→ **TASK LIST**
[a] Retype the ride report between "Into a new year" and "sur la jante.", inclusive.
[b] Pick out every line of the entries that contains the string "glowing", matching case exactly.

Into a new year we stumble and it’s back to the Saturday routine following two consecutive Monday rides during the holidays. The first of these would put a cap on my 2021 efforts in truly dire fashion as I appeared to bonk halfway around a 100km route, dropped off the back of the group and crawled the rest of the way home solo and most appropriately sur la jante.
This meant I also missed our annual pilgrimage to the cabin in the woods – the café at Bolam lake, which is perfectly servicable, reliably open when everything else is shuttered for the holidays, but for some reason, we seldom use if other choices are available.
The first Monday into the new year was much more successful, as we battled a strong headwind along the banks of the Tyne to the café at Bywell. Then, when everyone else had to turn north to climb out of the valley, I went rogue, crossed the bridge at Wylam and had a brilliantly fast, tailwind assisted and hugely enjoyable blast down the south bank of the river and home.
Although a somewhat shortened jaunt, at least it mean’t I had a few miles already banked for my first official club run of 2022.
Well, except the clubs affiliation to British Cycling has been actively suspended, so we can no longer have official club runs.

→ **EXERCISE MATERIAL**

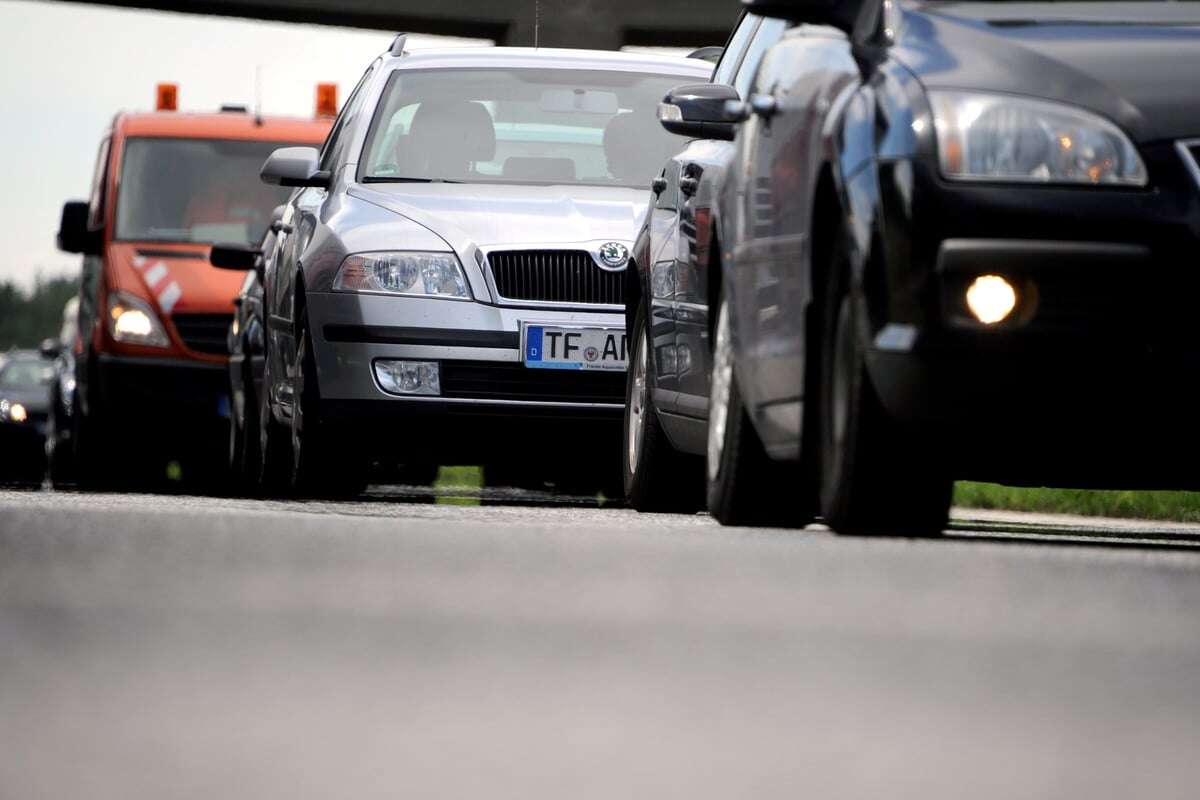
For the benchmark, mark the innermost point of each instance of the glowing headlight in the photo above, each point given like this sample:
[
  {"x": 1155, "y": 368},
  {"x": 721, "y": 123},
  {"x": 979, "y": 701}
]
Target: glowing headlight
[
  {"x": 1005, "y": 138},
  {"x": 431, "y": 275},
  {"x": 133, "y": 322},
  {"x": 13, "y": 411},
  {"x": 991, "y": 299}
]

→ **EXPECTED RESULTS**
[a]
Into a new year we stumble and it’s back to the Saturday routine following two consecutive Monday rides during the holidays. The first of these would put a cap on my 2021 efforts in truly dire fashion as I appeared to bonk halfway around a 100km route, dropped off the back of the group and crawled the rest of the way home solo and most appropriately sur la jante.

[b]
For the benchmark, mark the innermost point of each instance of the glowing headlight in the photo above, each point given like this sample:
Target: glowing headlight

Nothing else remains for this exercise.